§ Aufgabe A
Beantworte zum Textauszug über die Gemeinde Meißner diese Fragen:
(i) Wie viele Einwohner hat die Gemeinde Meißner?
(ii) In welchem Gebäude wurde die erste Gemeinschaftsunterkunft eingerichtet?
(iii) Wen hat der Kreis als Betreiber der Gemeinschaftsunterkünfte verpflichtet?

§ Textauszug
★ ★ ★ ★ ★
Der Hessische Städte- und Gemeindebund möchte das in den Mitgliedskommunen bereits vorhandene bürgerschaftliche Engagement bekannt machen und den Anstoß, aber auch Unterstützung geben, dass in möglichst vielen Gemeinden und Städten der freiwillige Einsatz der Bürger gefördert wird.

Aktive Bürger

„Wir am Meißner“

Die Gemeinde Meißner liegt zwischen dem Hohen Meißner und dem Werratal im Naturpark Meißner-Kaufunger-Wald etwa 40 Kilometer südöstlich von Kassel. Meißner gehört zum Werra-Meißner-Kreis und hat rund 3100 Einwohner, die sich auf sieben Ortschaften verteilen. Im Ortsteil Abterode ist der Sitz der Gemeindeverwaltung.

meissner

Für überregionale Aufmerksamkeit sorgte jetzt der Fernsehwettbewerb „Dolles Dorf“. In der entsprechenden Sendung wurden aktuelle Projekte mit Flüchtlingen in Abterode vorgestellt. Ab September 2015 wurden der Gemeinde Meißner Flüchtlinge zugewiesen. Eine erste Gemeinschaftsunterkunft mit 20 Personen wurde im Gebäude eines ehemaligen Schlecker-Ladens eingerichtet. Im Januar 2016 folgte eine zweite Gemeinschaftsunterkunft, auch die in Abterode gelegen, mit 15 Personen. Im Februar 2016 wurde eine dritte Gemeinschaftsunterkunft, diesmal im Ortsteil Germerode mit 15 Personen eingerichtet.

Vor der ersten Zuweisung hat die Gemeinde frühzeitig zu einer Bürgerversammlung eingeladen und die Menschen am Hohen Meißner auf die Neuzuwanderung vorbereitet. Die Gemeinschaftsunterkünfte wurden vom Kreis eingerichtet, der die Arbeiterwohlfahrt als Betreiber verpflichtet hat. Die Gemeinde organisiert das Ankommen der Menschen, die ersten Schritte in der neuen Umgebung und kümmert sich um die Integration der Asylbewerber.

Wer ist bereit beim Sprachtraining zu helfen, wer begleitet die Flüchtlinge zu den Gängen zu den Behörden, wer ist bereit eine Patenschaft für eine Familie zu übernehmen? Bei der Bürgerversammlung wurde ein Fragebogen ausgeteilt, mit dem die Bürgerinnen und Bürger auf verschiedene Felder des bürgerschaftlichen Engagements hin angesprochen wurden.

Der Rücklauf war beachtlich, so dass sich bald ein runder Tisch für die Flüchtlingsarbeit in der nordhessischen Gemeinde gebildet hat. Um das Eis zwischen Flüchtlingen und Einheimischen zu brechen, organisierten die Bürgerinnen und Bürger in Meißner „Willkommensmahlzeiten“: Um sich kennenzulernen und den Flüchtlingen einen schönen Empfang zu bereiten, wurde ein Abendbrot organisiert. Gesellig und in einer großen Runde fanden Einheimische und Neuzuwanderer schnell zueinander. Bei so viel Hilfsbereitschaft fühlten sich die neuen Mitglieder in der Dorfgemeinschaft sehr willkommen.
★ ★ ★ ★ ★
§ Aufgabe B
Gib aus den Einträgen alles ab der Zeile mit „For sports analytics purposes, locate the white wristband“ bis hinunter zum Ende der Einträge unverändert wieder, beide Enden eingeschlossen. Lass die Bilder dabei weg.

Einträge zur Bereichsannotation
★ ★ ★ ★ ★
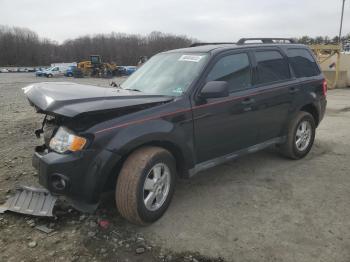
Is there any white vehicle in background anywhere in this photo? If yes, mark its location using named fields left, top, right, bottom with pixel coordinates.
left=43, top=62, right=77, bottom=78
left=43, top=66, right=68, bottom=78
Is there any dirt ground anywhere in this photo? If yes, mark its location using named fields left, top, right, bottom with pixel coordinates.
left=0, top=73, right=350, bottom=262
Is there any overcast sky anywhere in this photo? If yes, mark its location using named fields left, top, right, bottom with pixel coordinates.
left=0, top=0, right=350, bottom=42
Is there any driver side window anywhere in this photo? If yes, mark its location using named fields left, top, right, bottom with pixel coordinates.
left=207, top=53, right=252, bottom=92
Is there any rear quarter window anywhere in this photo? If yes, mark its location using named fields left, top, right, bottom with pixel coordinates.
left=255, top=50, right=290, bottom=84
left=287, top=48, right=320, bottom=78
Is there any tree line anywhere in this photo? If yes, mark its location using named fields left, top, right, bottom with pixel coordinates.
left=296, top=33, right=350, bottom=45
left=0, top=26, right=194, bottom=66
left=0, top=25, right=350, bottom=66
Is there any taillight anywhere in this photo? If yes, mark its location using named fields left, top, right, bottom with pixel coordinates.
left=322, top=79, right=327, bottom=96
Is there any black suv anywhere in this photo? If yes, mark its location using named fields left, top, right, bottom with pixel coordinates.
left=24, top=39, right=327, bottom=224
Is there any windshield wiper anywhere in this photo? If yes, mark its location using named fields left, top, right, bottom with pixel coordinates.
left=123, top=88, right=142, bottom=92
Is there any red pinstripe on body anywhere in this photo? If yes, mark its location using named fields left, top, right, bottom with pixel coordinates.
left=95, top=81, right=313, bottom=134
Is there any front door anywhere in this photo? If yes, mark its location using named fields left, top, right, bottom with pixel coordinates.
left=193, top=52, right=258, bottom=163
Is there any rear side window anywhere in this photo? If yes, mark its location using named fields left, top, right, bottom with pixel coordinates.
left=287, top=48, right=320, bottom=77
left=255, top=51, right=290, bottom=84
left=207, top=53, right=251, bottom=92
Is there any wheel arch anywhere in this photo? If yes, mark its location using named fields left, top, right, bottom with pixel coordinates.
left=299, top=103, right=320, bottom=127
left=104, top=140, right=189, bottom=190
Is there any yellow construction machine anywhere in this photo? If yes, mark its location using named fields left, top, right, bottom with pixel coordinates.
left=74, top=55, right=118, bottom=78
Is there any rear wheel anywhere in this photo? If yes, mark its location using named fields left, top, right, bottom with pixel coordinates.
left=116, top=147, right=176, bottom=225
left=281, top=111, right=316, bottom=159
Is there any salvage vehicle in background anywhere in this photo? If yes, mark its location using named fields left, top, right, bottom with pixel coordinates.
left=64, top=66, right=77, bottom=77
left=43, top=66, right=68, bottom=78
left=74, top=55, right=118, bottom=78
left=24, top=39, right=327, bottom=225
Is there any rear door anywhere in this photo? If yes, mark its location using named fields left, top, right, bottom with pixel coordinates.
left=253, top=48, right=299, bottom=143
left=193, top=51, right=257, bottom=163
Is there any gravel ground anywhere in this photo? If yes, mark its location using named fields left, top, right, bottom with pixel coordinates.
left=0, top=73, right=350, bottom=262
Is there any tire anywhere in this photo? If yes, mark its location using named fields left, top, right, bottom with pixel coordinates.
left=115, top=147, right=176, bottom=225
left=280, top=111, right=316, bottom=160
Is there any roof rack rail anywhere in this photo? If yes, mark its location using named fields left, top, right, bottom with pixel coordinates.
left=190, top=42, right=236, bottom=47
left=237, top=37, right=296, bottom=45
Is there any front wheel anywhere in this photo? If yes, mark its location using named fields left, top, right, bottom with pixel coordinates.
left=116, top=147, right=176, bottom=225
left=281, top=111, right=316, bottom=159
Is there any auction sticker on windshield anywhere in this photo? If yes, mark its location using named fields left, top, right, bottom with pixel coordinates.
left=179, top=55, right=203, bottom=63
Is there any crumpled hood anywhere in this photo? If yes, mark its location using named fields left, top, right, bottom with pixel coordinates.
left=23, top=82, right=173, bottom=117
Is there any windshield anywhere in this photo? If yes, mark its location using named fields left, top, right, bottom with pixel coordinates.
left=121, top=53, right=208, bottom=96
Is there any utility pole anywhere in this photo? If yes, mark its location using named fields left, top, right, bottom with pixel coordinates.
left=339, top=0, right=345, bottom=45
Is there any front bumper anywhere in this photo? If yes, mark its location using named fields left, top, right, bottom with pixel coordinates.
left=32, top=147, right=120, bottom=212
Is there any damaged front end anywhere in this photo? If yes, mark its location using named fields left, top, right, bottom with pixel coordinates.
left=24, top=83, right=173, bottom=212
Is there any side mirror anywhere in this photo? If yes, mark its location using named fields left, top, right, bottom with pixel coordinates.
left=199, top=81, right=229, bottom=98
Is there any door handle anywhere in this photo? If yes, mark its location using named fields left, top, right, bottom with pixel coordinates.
left=289, top=87, right=299, bottom=94
left=242, top=97, right=255, bottom=105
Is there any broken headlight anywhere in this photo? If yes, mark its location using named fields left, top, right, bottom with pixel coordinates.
left=50, top=127, right=87, bottom=153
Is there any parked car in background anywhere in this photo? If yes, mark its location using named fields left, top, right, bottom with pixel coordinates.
left=44, top=66, right=67, bottom=78
left=64, top=66, right=77, bottom=77
left=35, top=67, right=46, bottom=76
left=117, top=66, right=137, bottom=76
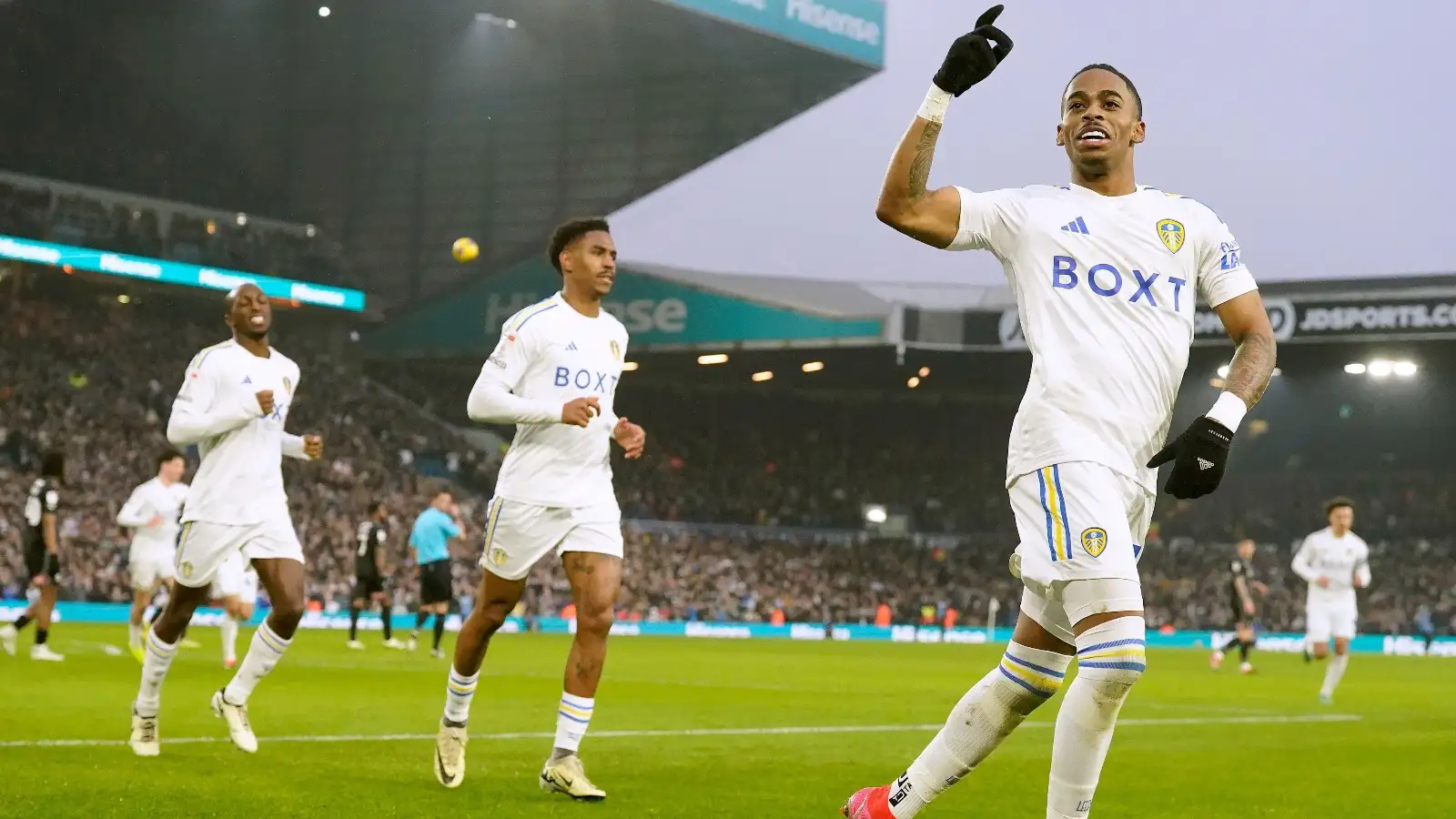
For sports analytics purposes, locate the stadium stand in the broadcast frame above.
[0,265,1456,632]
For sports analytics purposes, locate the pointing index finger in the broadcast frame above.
[976,3,1006,27]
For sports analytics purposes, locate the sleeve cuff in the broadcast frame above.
[1204,392,1249,433]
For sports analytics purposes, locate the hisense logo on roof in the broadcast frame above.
[786,0,881,46]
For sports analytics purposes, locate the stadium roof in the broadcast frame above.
[0,0,885,311]
[623,262,1012,317]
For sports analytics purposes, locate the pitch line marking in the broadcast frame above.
[0,714,1360,748]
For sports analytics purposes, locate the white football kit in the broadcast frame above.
[167,339,308,587]
[468,293,628,580]
[116,478,187,592]
[1293,526,1370,642]
[948,185,1257,642]
[209,551,258,605]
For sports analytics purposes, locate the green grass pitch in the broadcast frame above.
[0,623,1456,819]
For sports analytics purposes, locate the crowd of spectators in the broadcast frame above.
[0,272,1456,631]
[0,177,359,286]
[0,274,488,601]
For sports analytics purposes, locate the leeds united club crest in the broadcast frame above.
[1158,218,1184,254]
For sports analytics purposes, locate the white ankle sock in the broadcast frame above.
[890,642,1072,819]
[1046,615,1148,819]
[223,621,293,705]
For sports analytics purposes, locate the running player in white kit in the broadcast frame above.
[116,449,187,663]
[843,5,1274,819]
[434,218,646,802]
[1293,497,1370,705]
[128,284,323,756]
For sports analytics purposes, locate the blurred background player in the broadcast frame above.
[842,5,1274,819]
[208,552,258,669]
[128,284,323,756]
[1208,540,1269,673]
[435,218,646,802]
[1410,603,1436,654]
[405,491,464,659]
[116,449,187,663]
[1293,497,1370,705]
[0,451,66,662]
[348,501,405,650]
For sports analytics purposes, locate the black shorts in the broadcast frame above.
[420,560,453,605]
[354,574,384,601]
[25,548,61,584]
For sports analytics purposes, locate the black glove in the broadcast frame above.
[935,5,1012,96]
[1148,415,1233,500]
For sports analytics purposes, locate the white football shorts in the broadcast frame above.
[1305,601,1360,642]
[126,550,177,592]
[177,519,303,589]
[480,497,623,580]
[1009,460,1155,642]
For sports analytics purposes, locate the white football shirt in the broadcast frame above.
[116,478,187,560]
[1293,526,1370,605]
[478,293,628,509]
[167,339,308,526]
[948,185,1257,492]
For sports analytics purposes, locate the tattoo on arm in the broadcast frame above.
[910,123,941,199]
[1223,332,1274,408]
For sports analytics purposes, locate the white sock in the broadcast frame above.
[218,615,238,663]
[890,642,1072,819]
[136,630,177,717]
[1320,654,1350,696]
[446,663,480,724]
[223,621,293,705]
[1046,615,1148,819]
[553,691,597,753]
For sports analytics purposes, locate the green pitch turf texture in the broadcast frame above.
[0,623,1456,819]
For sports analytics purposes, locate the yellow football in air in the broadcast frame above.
[450,236,480,262]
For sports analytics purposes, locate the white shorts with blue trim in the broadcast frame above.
[480,497,623,580]
[1305,596,1360,644]
[175,518,303,592]
[1009,460,1153,599]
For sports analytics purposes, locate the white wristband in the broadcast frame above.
[1204,392,1249,433]
[917,83,956,124]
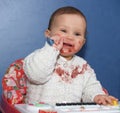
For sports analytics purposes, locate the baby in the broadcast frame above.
[24,6,118,105]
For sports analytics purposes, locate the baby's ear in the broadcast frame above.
[45,29,51,37]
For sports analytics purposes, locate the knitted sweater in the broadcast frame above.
[23,43,104,105]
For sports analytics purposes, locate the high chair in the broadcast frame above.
[0,59,108,113]
[0,59,27,113]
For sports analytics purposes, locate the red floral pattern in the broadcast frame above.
[2,59,27,104]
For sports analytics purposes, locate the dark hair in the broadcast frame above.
[48,6,87,35]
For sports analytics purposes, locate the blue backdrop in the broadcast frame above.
[0,0,120,98]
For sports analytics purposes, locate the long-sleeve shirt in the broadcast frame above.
[23,42,104,105]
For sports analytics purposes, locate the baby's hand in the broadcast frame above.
[48,35,63,50]
[94,95,118,105]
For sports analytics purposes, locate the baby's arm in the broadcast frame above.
[23,43,59,84]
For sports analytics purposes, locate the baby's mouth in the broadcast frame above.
[63,42,73,48]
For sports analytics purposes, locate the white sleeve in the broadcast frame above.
[23,43,59,84]
[82,65,105,102]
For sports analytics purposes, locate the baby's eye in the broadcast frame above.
[75,33,81,36]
★ ★ ★ ★ ★
§ Antwort A
(i) Rund 3100 Einwohner.
(ii) Im Gebäude eines ehemaligen Schlecker-Ladens.
(iii) Die Arbeiterwohlfahrt.

§ Antwort B
For sports analytics purposes, locate the white wristband in the broadcast frame above.
[1204,392,1249,433]
[917,83,956,124]
For sports analytics purposes, locate the baby in the broadcast frame above.
[24,6,118,105]
For sports analytics purposes, locate the baby's ear in the broadcast frame above.
[45,29,51,37]
For sports analytics purposes, locate the knitted sweater in the broadcast frame above.
[23,43,104,105]
For sports analytics purposes, locate the high chair in the broadcast frame above.
[0,59,108,113]
[0,59,27,113]
For sports analytics purposes, locate the red floral pattern in the broadcast frame above.
[2,59,27,104]
For sports analytics purposes, locate the dark hair in the broadcast frame above.
[48,6,87,35]
For sports analytics purposes, locate the blue backdrop in the broadcast frame above.
[0,0,120,98]
For sports analytics purposes, locate the long-sleeve shirt in the broadcast frame above.
[23,42,104,105]
For sports analytics purposes, locate the baby's hand in the broadcast frame above.
[48,35,63,50]
[94,95,118,105]
For sports analytics purposes, locate the baby's arm in the broadcast frame above.
[23,43,59,84]
For sports analytics purposes, locate the baby's mouth in the broadcast frame above.
[63,42,73,48]
For sports analytics purposes, locate the white sleeve in the broadcast frame above.
[23,43,59,84]
[82,65,105,102]
For sports analytics purposes, locate the baby's eye in the broadcast frame above.
[75,33,81,36]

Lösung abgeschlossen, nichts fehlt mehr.